Now that the shops have gone into overdrive selling us overpriced things we really don't need in time for Christmas, the Musty Muse is calling me again, sending me into the local charity shops to look for the very finest vinyl they have to offer. Simple rules, as always: a budget of £10, and a self-imposed time limit of ten days. Here goes....

Album: Rolling Stones – Aftermath (1966)

Shop: Mind
Cost: £2

Although this was the Rolling Stones fourth album, it was the first where all the tracks were penned by Mick Jagger and Keith Richards, with none of the R&B cover versions that filled out their earlier releases (in sharp contrast, their first album could boast only one original composition). Reflecting the Stones' growing confidence (and, no doubt, cockiness) Brian Jones grabs and plays every instrument he can get his hands on; guitar, keyboards, sitar, harmonica, the marimbas, an Appalachian dulcimer (very Deliverance), even something called a “koto”.

The Rolling Stones are a national treasure, true, though it's not a stretch to say the best is behind them. But I'll tell you one thing, listening to an original 1966 pressing of this album - in primitive stereo sound, no 24-bit remastering or any of that new-fangled nonsense - hearing it the way someone listening forty-five years ago would have heard it, you get a shiver down the spine, and that's something you don't get with a 79p Amazon download.
£2 for music you can feel, is more than worth it. In fact, it's worth the £2 just to have the photos on the back cover confirm that Charlie Watts never was one of life's most convincing smilers.

Album: Various – Phillybusters: The Sound of Philadelphia (1974)

Shop: Salvation Army
Cost: £1

“If You Don't Know Me By Now” by Harold Melvin & The Blue Notes? “Me & Mrs Jones” by Billy Paul? The O'Jays chiming in with “Love Train” and “Backstabbers”? MFSB's cover of “Family Affair”, plus another half a dozen of the finest sounds of Philadelphia soul? In great nick, for a quid? I may prefer Tamla Motown, but fucking fuhgeddaboudit, this gets bought: and yes, I'll have a plastic bag to put it in, please thank you.

Album: Serge Chaloff – Blue Serge (1956)

•••

Written request: Could you write the next part of the charity-shop vinyl piece, starting right after its last line? These records have no connection to the charity-shop vinyl piece.

(Segmentation labeling entries)
•••

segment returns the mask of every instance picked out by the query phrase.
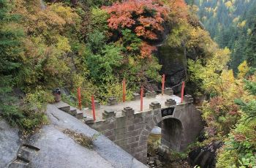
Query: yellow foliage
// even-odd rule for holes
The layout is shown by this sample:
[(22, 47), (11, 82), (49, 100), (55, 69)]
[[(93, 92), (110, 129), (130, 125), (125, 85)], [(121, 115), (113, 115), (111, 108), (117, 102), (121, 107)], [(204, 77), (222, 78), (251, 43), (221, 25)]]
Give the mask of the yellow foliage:
[(246, 24), (246, 20), (244, 20), (241, 23), (238, 23), (237, 26), (238, 28), (243, 28), (245, 26)]
[(243, 78), (246, 75), (246, 73), (249, 70), (249, 67), (248, 66), (246, 61), (242, 62), (238, 67), (238, 77), (239, 78)]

•••

Reply to the task:
Shop: “Charity Shop” (I'll have to ask which charity at some point)
Cost: £1

I have to admit that, to me, jazz music is a complete fucking mystery. Not to say I don't enjoy it - it's found its place in my record collection, and I seem to be getting more out of it than I did five or so years ago, when I first dabbled in a bit of Miles Davis. What I don't possess is the almost encyclopedic knowledge that seems to almost be an obligatory part of jazz appreciation. If I were to come across a random jazz album in a box of charity shop vinyl, I wouldn't be able to instantly access my mental database and tell if I was holding a slab of pure gold or a piece of annoying, up-itself shite. Luckily, this album's liner notes have a couple of clues to nudge me in the direction of spending a pound to find out. The album's a mid-80s reissue of the 1956 original, and the notes candidly disclose saxophonist Serge Chaloff's reputation as a “chaotic personality”, mainly thanks to his addiction to heroin. There's also an anecdote which ends with band leader Woody Herman - desperately trying to ditch a strung-out and combative Chaloff in a crowded bar - pissing on his leg to make sure he got the message.

I haven't listened to the album yet, but that's because I'm listening to....

My wife likes to think of When Harry Met Sally as "Our Film". Who am I to tell her that I don't really entertain the idea of an "Our Film"?

Album: Big Audio Dynamite – Megatop Phoenix (1989)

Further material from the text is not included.